* **Selection**
# How to move Embroidery machine



## ajspin (Apr 10, 2008)

I am moving to a Retail Location, Approx 5 Miles from My home. My Emb Machine is a 2 head stretch type machine, weight approx 1200 lbs.

I do not want to attempt to move this on my own. Who would you call? A regular Moving Company? Any Ideas? Should I call in a tech after the move?

I had really planned on leaving it put, Just having the other equipment at the store, but in re-consideration, I will be working day and Night even more so than I do now!


----------



## csw (Sep 3, 2009)

Call the tech and ask if any pieces need to be removed, locked etc.. for moving than rent a truck with a lift so you can simply raise and lower the 1,200 pound piece. After you are set up at the new place try the machine and call the tech if needed.

* **Provided material**
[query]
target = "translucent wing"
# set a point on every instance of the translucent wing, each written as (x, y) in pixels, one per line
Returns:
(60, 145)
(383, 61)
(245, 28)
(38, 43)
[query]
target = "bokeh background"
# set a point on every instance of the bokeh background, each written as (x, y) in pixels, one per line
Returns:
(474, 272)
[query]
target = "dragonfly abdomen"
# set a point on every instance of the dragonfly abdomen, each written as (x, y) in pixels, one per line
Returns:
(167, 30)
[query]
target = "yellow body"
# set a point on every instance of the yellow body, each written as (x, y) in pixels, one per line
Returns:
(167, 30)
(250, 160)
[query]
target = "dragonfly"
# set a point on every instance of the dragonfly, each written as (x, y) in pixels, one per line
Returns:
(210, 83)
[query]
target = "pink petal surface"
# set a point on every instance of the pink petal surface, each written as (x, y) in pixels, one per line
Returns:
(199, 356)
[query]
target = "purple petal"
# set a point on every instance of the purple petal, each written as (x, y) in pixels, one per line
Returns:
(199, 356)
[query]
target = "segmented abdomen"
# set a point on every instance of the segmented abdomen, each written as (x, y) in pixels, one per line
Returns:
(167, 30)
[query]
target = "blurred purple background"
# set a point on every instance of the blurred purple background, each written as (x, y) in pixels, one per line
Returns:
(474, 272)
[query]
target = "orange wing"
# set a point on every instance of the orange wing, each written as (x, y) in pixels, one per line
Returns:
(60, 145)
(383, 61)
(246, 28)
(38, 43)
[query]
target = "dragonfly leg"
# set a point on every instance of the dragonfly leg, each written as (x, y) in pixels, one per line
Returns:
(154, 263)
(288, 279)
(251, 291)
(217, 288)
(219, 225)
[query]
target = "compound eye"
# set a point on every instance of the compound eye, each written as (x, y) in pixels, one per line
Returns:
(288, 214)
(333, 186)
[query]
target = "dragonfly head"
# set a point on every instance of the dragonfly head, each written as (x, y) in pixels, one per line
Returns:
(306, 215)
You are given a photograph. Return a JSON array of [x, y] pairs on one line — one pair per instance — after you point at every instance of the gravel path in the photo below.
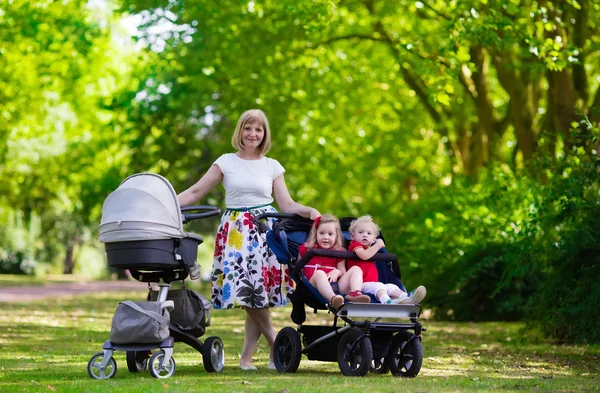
[[29, 293]]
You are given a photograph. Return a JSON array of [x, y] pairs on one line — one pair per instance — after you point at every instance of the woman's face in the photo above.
[[252, 135], [326, 235]]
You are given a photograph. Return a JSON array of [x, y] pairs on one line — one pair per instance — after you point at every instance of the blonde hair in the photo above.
[[366, 219], [326, 219], [249, 117]]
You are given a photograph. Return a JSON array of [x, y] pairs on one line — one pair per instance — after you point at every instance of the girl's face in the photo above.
[[326, 234], [252, 135], [364, 233]]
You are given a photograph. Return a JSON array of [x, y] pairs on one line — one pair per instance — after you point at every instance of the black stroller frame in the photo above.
[[365, 342], [160, 261]]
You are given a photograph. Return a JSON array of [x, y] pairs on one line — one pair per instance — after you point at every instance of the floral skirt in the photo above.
[[245, 271]]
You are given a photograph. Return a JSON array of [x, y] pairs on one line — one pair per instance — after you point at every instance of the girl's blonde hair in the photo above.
[[325, 219], [366, 219], [249, 117]]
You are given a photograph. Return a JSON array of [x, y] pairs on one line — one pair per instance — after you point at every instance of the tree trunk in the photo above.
[[69, 261]]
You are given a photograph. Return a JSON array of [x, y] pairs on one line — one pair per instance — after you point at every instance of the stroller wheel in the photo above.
[[158, 369], [287, 350], [405, 356], [95, 370], [379, 366], [137, 361], [213, 355], [355, 353]]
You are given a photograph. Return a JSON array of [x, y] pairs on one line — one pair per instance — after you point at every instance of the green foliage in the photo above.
[[464, 357], [564, 253]]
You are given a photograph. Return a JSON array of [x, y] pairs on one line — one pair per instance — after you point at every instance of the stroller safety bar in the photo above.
[[314, 252]]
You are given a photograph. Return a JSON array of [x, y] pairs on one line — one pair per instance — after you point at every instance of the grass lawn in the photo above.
[[46, 346]]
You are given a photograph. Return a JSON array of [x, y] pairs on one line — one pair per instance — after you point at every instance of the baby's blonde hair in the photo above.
[[366, 219], [312, 236], [248, 117]]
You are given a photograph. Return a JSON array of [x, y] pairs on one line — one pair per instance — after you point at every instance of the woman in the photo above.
[[245, 272]]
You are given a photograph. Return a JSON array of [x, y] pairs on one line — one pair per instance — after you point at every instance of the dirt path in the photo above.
[[28, 293]]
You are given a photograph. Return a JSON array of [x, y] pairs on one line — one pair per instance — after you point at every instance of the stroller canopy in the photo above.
[[143, 207]]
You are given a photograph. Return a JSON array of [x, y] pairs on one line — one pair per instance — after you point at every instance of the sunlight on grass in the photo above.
[[49, 342]]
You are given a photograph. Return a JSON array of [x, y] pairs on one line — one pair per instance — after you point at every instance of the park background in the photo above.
[[467, 129]]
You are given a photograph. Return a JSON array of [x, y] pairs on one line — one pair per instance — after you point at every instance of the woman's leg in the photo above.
[[251, 336], [261, 321]]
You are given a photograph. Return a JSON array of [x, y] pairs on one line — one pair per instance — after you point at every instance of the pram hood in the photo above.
[[143, 207]]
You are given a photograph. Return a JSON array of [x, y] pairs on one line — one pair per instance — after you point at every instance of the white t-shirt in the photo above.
[[248, 182]]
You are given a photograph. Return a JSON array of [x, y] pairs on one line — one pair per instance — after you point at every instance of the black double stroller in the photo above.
[[361, 338], [142, 228]]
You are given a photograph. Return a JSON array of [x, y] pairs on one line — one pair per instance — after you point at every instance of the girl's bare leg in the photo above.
[[320, 281], [351, 280]]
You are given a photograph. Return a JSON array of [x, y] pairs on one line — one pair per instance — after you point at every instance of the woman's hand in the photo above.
[[334, 275]]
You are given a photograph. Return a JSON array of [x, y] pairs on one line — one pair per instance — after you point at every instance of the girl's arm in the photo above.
[[366, 254], [286, 203], [211, 178], [341, 266]]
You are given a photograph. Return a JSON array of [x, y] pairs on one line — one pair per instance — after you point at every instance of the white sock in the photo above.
[[384, 298]]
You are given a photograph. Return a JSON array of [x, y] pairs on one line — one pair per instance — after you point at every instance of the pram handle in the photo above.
[[315, 252], [209, 211], [263, 228]]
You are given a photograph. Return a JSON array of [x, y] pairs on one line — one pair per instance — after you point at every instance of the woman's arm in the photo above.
[[211, 178], [286, 203]]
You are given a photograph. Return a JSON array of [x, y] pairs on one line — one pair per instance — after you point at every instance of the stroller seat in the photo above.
[[142, 229], [364, 343]]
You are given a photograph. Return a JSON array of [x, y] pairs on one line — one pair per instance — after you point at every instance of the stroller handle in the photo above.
[[263, 227], [314, 252], [208, 211]]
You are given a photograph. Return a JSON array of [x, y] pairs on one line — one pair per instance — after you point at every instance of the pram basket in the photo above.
[[142, 228], [364, 342]]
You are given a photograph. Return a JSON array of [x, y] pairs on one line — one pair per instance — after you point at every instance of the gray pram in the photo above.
[[142, 229]]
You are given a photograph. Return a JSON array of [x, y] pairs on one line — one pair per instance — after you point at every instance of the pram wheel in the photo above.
[[355, 353], [287, 350], [94, 367], [137, 361], [405, 357], [159, 370], [379, 366], [213, 355]]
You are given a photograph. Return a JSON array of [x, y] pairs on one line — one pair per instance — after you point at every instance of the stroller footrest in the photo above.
[[375, 310]]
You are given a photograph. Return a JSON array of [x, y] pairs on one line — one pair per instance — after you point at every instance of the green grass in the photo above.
[[46, 346]]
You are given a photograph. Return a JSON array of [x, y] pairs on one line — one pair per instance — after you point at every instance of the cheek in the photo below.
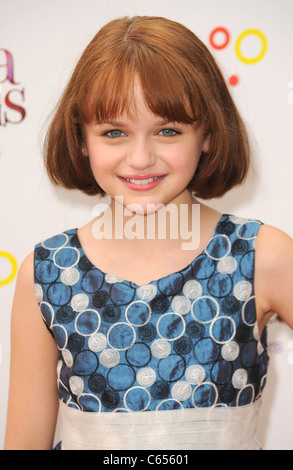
[[186, 160]]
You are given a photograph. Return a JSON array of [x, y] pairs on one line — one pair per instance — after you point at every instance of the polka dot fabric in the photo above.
[[189, 339]]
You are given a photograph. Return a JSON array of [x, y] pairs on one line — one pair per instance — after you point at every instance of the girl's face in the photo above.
[[144, 159]]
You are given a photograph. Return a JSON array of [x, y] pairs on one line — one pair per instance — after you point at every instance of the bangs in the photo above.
[[166, 89]]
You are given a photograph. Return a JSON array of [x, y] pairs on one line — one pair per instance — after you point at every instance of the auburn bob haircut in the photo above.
[[181, 82]]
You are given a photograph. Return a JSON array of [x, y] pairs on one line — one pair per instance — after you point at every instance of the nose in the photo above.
[[141, 154]]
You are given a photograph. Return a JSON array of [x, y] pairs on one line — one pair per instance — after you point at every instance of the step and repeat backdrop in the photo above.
[[41, 41]]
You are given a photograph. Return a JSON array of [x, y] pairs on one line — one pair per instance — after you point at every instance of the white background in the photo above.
[[46, 39]]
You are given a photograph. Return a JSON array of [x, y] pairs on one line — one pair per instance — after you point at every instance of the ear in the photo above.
[[84, 151], [206, 144]]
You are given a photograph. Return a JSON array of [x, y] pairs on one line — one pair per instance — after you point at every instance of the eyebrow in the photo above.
[[161, 122]]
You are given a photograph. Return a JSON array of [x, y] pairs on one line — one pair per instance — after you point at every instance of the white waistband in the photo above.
[[186, 429]]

* **What to do**
1. Translate this sentence from the forum thread about moving an embroidery machine into Spanish: "I do not want to attempt to move this on my own."
2. Carry on the forum thread about moving an embroidery machine from where it stops.

* **Task responses**
1. No quiero intentar mover esto por mi cuenta.

2.
Obviously you will have to secure the equipment in the truck while transporting but these trucks are designed for this and will have lots of places to attach tie downs etc..


----------



## jtrainor56 (Sep 24, 2006)

I called a moving company that was knowledgeable about moving commercial machinery. They moved my SWF machine without incident. You just have to ask. If you are not in a hurry take your time in finding the correct movers.
Joe


----------



## 23putts (Nov 15, 2007)

Flat bed wrecker. Thats how I moved my two head stretch twice....


----------



## ajspin (Apr 10, 2008)

now that is a good idea!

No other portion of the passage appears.